- **Goal of the exercise**: Copy the data below, replacing every "pick planner" with "grasp planner" and leaving everything else unchanged.
══════════
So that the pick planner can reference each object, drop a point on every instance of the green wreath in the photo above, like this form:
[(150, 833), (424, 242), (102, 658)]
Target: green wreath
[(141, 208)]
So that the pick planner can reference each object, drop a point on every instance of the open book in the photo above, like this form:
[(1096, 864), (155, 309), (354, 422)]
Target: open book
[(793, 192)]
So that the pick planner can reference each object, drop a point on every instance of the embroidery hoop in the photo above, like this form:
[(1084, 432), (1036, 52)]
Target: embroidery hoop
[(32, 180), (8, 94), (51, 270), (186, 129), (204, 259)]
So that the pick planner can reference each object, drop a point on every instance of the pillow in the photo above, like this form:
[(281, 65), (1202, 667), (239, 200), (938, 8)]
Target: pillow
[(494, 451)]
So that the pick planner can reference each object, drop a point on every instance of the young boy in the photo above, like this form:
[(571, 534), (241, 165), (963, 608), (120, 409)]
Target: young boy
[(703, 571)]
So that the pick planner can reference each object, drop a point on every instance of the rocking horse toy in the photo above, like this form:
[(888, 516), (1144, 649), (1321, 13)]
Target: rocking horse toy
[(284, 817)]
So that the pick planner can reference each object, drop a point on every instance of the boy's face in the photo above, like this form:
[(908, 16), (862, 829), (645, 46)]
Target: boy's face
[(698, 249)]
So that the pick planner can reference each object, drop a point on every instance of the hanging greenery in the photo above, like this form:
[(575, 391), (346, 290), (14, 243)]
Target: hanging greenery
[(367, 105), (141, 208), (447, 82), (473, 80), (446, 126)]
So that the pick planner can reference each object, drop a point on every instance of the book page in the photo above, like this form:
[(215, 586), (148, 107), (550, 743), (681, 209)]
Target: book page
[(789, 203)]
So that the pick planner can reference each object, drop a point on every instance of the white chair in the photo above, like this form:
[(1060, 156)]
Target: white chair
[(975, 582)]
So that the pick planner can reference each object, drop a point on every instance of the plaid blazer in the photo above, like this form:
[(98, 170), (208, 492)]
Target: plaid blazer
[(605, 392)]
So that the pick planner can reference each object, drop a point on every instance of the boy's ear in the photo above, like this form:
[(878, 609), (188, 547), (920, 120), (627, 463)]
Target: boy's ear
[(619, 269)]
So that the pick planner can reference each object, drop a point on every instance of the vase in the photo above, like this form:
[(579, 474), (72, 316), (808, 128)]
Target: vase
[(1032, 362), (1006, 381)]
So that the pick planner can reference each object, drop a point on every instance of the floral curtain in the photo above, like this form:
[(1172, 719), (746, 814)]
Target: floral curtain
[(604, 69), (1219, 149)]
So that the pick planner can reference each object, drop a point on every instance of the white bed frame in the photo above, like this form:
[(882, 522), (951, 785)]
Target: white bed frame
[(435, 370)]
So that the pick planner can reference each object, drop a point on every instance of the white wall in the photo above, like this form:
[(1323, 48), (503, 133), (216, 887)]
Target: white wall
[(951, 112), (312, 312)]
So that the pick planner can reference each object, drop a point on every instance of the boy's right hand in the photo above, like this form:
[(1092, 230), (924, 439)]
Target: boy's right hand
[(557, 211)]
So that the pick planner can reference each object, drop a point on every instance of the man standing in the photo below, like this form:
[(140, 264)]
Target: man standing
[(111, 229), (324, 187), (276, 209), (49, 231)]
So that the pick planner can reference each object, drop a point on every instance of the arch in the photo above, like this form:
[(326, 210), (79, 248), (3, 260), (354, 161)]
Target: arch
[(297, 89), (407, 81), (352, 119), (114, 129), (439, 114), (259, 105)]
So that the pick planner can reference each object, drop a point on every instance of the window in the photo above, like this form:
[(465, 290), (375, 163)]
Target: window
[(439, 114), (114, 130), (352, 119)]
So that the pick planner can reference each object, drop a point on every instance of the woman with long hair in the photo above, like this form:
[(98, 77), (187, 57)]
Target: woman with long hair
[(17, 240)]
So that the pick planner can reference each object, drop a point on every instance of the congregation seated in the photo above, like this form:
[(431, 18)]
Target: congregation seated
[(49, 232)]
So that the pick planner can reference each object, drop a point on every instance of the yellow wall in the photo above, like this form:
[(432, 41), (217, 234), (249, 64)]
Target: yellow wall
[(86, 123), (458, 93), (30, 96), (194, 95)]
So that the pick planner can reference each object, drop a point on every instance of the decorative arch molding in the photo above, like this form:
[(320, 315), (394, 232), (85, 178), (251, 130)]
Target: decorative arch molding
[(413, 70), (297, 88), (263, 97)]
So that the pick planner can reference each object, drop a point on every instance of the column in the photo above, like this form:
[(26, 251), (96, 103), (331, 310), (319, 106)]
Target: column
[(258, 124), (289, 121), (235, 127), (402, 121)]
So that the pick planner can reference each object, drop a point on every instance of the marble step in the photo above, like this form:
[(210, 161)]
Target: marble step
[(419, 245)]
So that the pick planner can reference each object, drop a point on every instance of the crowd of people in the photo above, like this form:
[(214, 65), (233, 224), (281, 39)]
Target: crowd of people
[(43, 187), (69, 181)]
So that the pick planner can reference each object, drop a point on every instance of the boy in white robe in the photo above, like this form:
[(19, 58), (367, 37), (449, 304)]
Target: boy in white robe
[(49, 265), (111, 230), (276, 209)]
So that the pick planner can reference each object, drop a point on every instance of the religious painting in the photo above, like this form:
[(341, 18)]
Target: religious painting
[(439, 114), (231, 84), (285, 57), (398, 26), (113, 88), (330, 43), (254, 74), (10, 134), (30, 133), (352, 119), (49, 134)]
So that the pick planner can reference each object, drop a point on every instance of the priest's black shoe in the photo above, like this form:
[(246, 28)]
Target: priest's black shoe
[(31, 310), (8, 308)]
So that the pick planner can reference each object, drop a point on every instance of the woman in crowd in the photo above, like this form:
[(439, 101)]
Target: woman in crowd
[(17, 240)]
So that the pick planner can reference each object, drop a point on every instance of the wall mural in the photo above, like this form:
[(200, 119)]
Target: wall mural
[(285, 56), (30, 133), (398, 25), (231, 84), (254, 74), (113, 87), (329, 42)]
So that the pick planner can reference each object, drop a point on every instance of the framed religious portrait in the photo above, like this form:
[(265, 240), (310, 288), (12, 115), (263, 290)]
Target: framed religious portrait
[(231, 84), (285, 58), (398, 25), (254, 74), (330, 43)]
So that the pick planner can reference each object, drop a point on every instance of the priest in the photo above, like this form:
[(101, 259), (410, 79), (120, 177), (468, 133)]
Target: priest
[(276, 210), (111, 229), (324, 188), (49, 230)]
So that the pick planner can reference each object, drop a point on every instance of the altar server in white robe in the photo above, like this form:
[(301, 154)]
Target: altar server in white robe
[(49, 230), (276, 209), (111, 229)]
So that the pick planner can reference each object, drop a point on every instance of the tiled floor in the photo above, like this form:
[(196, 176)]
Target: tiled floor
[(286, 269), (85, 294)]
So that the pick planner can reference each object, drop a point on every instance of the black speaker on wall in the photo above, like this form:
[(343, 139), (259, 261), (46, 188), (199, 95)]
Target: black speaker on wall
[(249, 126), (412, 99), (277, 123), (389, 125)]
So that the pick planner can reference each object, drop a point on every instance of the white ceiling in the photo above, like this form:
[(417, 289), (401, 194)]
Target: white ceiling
══════════
- **Reply**:
So that the grasp planner can reference each object, drop a point on every instance of the green wreath in the photo above, like this form:
[(150, 833), (424, 242), (102, 658)]
Target: green wreath
[(141, 208)]
So that the grasp planner can reference each object, drop a point on every instance of the open book in the photo above, like this form:
[(1096, 864), (155, 309), (354, 422)]
Target: open book
[(793, 192)]
So that the grasp planner can reference each object, drop a point on every instance of the embroidery hoop in the photo above, like this form:
[(1084, 432), (1036, 52)]
Target: embroidery hoop
[(32, 180), (8, 94), (51, 270), (186, 129), (204, 259)]
So that the grasp planner can reference each object, drop a point on every instance of the pillow in the photo above, like this form:
[(281, 65), (1202, 667), (239, 200), (938, 8)]
Target: pillow
[(494, 451)]
So that the grasp planner can reference each object, drop a point on every instance of the young boy in the photo above, like this form:
[(571, 534), (241, 165), (963, 608), (120, 409)]
Target: young boy
[(703, 571)]
So that the grasp planner can reference each object, drop a point on every instance of the rocking horse toy in the photo above, like this form:
[(888, 516), (1144, 649), (1321, 13)]
Target: rocking horse toy
[(284, 817)]
So that the grasp planner can reference each object, drop a point on every instance of the boy's face in the photo above, like this form:
[(908, 16), (862, 829), (645, 46)]
Target: boy's face
[(698, 249)]
So that the grasp planner can reference each object, drop a point on every instance of the hanging greenery in the photo above, like this form:
[(575, 391), (346, 290), (14, 243)]
Target: hanging greenery
[(367, 105), (141, 208), (447, 82), (473, 80), (446, 126)]
So that the grasp planner can reference each object, drop a point on every instance of the book page in the photo above, like this form:
[(215, 586), (148, 107), (550, 743), (681, 209)]
Target: book page
[(789, 203)]
So that the grasp planner can reference each object, drop a point on every instance of the white chair in the photo above, like this form:
[(1060, 156)]
Target: white chair
[(975, 582)]
So that the grasp planner can reference each object, drop a point on every instance of the plaid blazer in the photo above, like this form:
[(98, 170), (208, 492)]
Target: plaid blazer
[(605, 392)]
So that the grasp planner can reference each object, drop a point on every instance of the boy's ear in the photo above, like this form:
[(878, 609), (188, 547), (920, 120), (627, 463)]
Target: boy's ear
[(619, 269)]
So that the grasp planner can reference each object, drop a point on every instance of the vase in the photo above, like this form:
[(579, 474), (72, 316), (808, 128)]
Target: vase
[(1032, 362), (1006, 381)]
So that the grasp planner can reference each object, drop a point on every instance of the floral curtain in the photo above, like this form:
[(1172, 719), (746, 814)]
Target: floral curtain
[(604, 69), (1219, 149)]
So that the grasp planner can reference each object, drop a point on every instance of the white bed frame in the photo above, like this form:
[(882, 522), (951, 785)]
Target: white bed frame
[(435, 370)]
So that the grasp planner can reference each object, drop a point on every instance of the white wall in the photo above, like this form:
[(1323, 48), (503, 133), (216, 887)]
Target: white wall
[(951, 112), (312, 312)]
So that the grasp planner can reference each object, drop a point on every instance of the boy's right hand in the photo above, like this form:
[(1092, 230), (924, 439)]
Target: boy's right hand
[(557, 211)]
So that the grasp planner can reference each object, drop a point on every instance of the man standing in the photo below, like this form:
[(140, 264)]
Target: man standing
[(111, 229), (324, 187), (276, 209), (49, 231)]
So that the grasp planner can reference each object, drop a point on every instance of the arch in the photo above, like this form:
[(326, 210), (79, 248), (3, 260), (354, 161)]
Target: arch
[(297, 89), (407, 81), (352, 119), (114, 129), (439, 114), (259, 105)]
So that the grasp planner can reference each object, drop a point on every instance of the window in the photo above, like this form:
[(465, 290), (375, 163)]
Target: window
[(439, 114), (114, 130), (352, 119)]
So that the grasp planner can reference each object, drop a point on every instance of the woman with long hair in the photo above, like this form:
[(98, 77), (187, 57)]
Target: woman with long hair
[(17, 240)]
So that the grasp planner can reference each object, drop a point on every instance of the congregation seated in the photo above, like this form:
[(431, 18)]
Target: congregation seated
[(49, 232)]
So that the grasp planner can reference each object, drop a point on every instance of the yellow wall in the photo above, like this form:
[(432, 41), (217, 234), (249, 64)]
Target: yellow wall
[(86, 123), (458, 93), (30, 96), (194, 95)]
So that the grasp planner can reference each object, drop a point on every instance of the decorative arch molding in the photo above, like this form:
[(320, 315), (394, 232), (85, 178), (251, 130)]
Target: decorative arch molding
[(413, 70), (297, 88), (263, 97)]
So that the grasp planner can reference each object, drop a point on every instance of the column in the photo above, like this form:
[(26, 251), (96, 103), (331, 310), (319, 106)]
Target: column
[(258, 124), (289, 121), (235, 127), (402, 121)]
So that the grasp planner can reference each object, drop a point on every instance of the marble step in the photo above, like this form:
[(210, 161)]
Target: marble step
[(419, 245)]
So that the grasp planner can reference each object, drop a point on every instance of the crowd of people in the photo above, like this form:
[(214, 65), (233, 224), (281, 39)]
Target: crowd of people
[(43, 187), (69, 181)]
So that the grasp planner can reference each object, drop a point on every instance of the boy in white robe in the photo above, like this form:
[(19, 58), (367, 37), (449, 304)]
Target: boy in white robe
[(49, 265), (111, 230), (276, 209)]
So that the grasp planner can reference each object, drop a point on every instance of the religious painting in the photo above, like this form:
[(341, 18)]
Target: religious painting
[(439, 114), (231, 84), (285, 57), (398, 26), (113, 88), (330, 43), (254, 74), (10, 134), (30, 133), (352, 119), (49, 134)]
So that the grasp planner can reference each object, drop a point on every instance of the priest's black shoe in the photo above, like this form:
[(246, 28)]
Target: priest's black shoe
[(31, 310), (8, 308)]
So that the grasp planner can reference each object, drop a point on every instance of the woman in crowd in the photo above, like this form:
[(439, 101)]
Target: woman in crowd
[(17, 240)]
So that the grasp planner can reference each object, drop a point on every instance of the wall mural in the photo above, like this form:
[(200, 119)]
Target: wall mural
[(285, 56), (30, 133), (398, 25), (231, 84), (254, 74), (113, 87), (329, 42)]
So that the grasp planner can reference each object, drop a point on every instance of the framed religious portrait in the photo above, like this form:
[(265, 240), (310, 288), (12, 115), (263, 290)]
Target: framed religious portrait
[(231, 84), (285, 58), (398, 25), (254, 74), (330, 43)]
So that the grasp planner can reference each object, drop a point on every instance of the priest in the photo above, like this form:
[(101, 259), (410, 79), (120, 177), (468, 133)]
Target: priest
[(276, 210), (111, 229), (324, 188), (49, 230)]
So that the grasp planner can reference each object, drop a point on every instance of the altar server in white robe in the photo above, like this form:
[(301, 154)]
Target: altar server in white robe
[(49, 230), (276, 209), (111, 229)]
So that the grasp planner can reference each object, drop a point on every instance of the tiled floor in the photo above, like this form:
[(196, 176)]
Target: tiled floor
[(286, 269), (85, 294)]
So that the grasp planner can reference each object, drop a point on every instance of the black speaker on wall in the photo above, like this form:
[(343, 139), (259, 261), (46, 188), (199, 95)]
Target: black speaker on wall
[(249, 126), (412, 99), (277, 123), (389, 125)]
So that the grasp planner can reference each object, drop a point on every instance of the white ceiling in the photo above, like this form:
[(417, 289), (401, 194)]
Target: white ceiling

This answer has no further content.